Tomy Digital Derby Auto Raceway

Tomy Digital Derby Auto Raceway (1978)

Tomy Digital Derby Auto RacewayBefore handheld LCD games, there were handheld LED games. And before LED games, well… games weren’t so much ‘electronic’ as ‘motorized’.

I feel old knowing that I was once given a mechanical handheld game…


Back in about 1981, there was an unusual but quite significant event in my family.

As I was only four at the time, I didn’t really know (or care) that much about what it was. My life’s priorities were focused elsewhere, namely lollies and toys.

Looking back now as an adult well into his thirties, my priorities have obviously changed since those childhood days. (Now it’s toys first, then lollies).

But either way, the news in 1981 that my sister (several years older than I) was entered into some sort of charity beauty pageant event, left me unmoved. Apparently the pageant culminated in a big presentation night where a particular girl was crowned “Miss something” (I’ve forgotten what the charity was actually called). And this night was coming up soon.

What’s more, for some reason the organizers were unable to present the tiara to the winner themselves, instead needing the assistance of some willing, four-year-old boy.

Seeing as I was unwilling, I figured that exempted me.

But apparently they were desperate – and needed a small child to walk the length of the community hall dressed in a tuxedo, in front of an audience of nearly a thousand people, to deliver a crown to the lucky beauty queen. A novelty act for the grown-ups.

After my initial outright refusal, fortunately cooler heads prevailed and offered to negotiate a deal. The premise then changed from “We want you to embarrass yourself in public – for nothing” to “Please do it. In reward, we will buy you any item you want from a toy shop!”

Any item, you say?
Off we went then, to the toy shop.

Tomy Digital Derby Auto Raceway

I’m not entirely sure how I settled on the Tomy Digital Derby Auto Raceway game as my reward, but I’m fairly certain the little steering wheel and gear lever (and the notion of hand-held car racing) caught my eye. Car racing, in a box! It was also black, which was somehow alluring…like black road or black rubber.

While I never saw it at the time, there was even a TV commercial for it in the US…

Released in 1978 and powered internally by an electric motor, Digital Derby Auto Raceway is a game that displays a sort of scrolling film-tape material, onto which little racing cars and line markings are printed.

Tomy Digital Derby Auto Raceway

The player controls a racing car at the base of the ‘screen’ (really a window into the mechanical action below) which can move left and right via the cool, sporty-looking 3-spoke steering wheel.

The objective of course is to weave in and out of the other cars on the ‘road’ without ‘hitting’ (hovering on top of) them. Failure to do this results in a bright red crash alert light appearing beneath the cars, along with a slightly terrifying alarm siren.

Tomy Digital Derby Auto Raceway

The game is limited by a timer at the top, and each “race” lasts for one full cycle of the timer, after which the motor simply stops.

_Provided data_.
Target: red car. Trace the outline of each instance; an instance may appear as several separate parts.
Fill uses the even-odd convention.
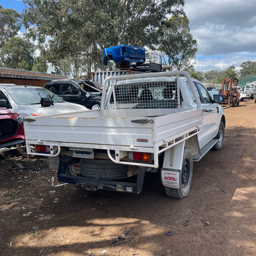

_Problem description_. Write out the passage of the Tomy Digital Derby Auto Raceway article from "I’m not entirely" up to and including "markings are printed.", keeping every word and punctuation mark unchanged.

_Answer for this exercise_.
I’m not entirely sure how I settled on the Tomy Digital Derby Auto Raceway game as my reward, but I’m fairly certain the little steering wheel and gear lever (and the notion of hand-held car racing) caught my eye. Car racing, in a box! It was also black, which was somehow alluring…like black road or black rubber.

While I never saw it at the time, there was even a TV commercial for it in the US…

Released in 1978 and powered internally by an electric motor, Digital Derby Auto Raceway is a game that displays a sort of scrolling film-tape material, onto which little racing cars and line markings are printed.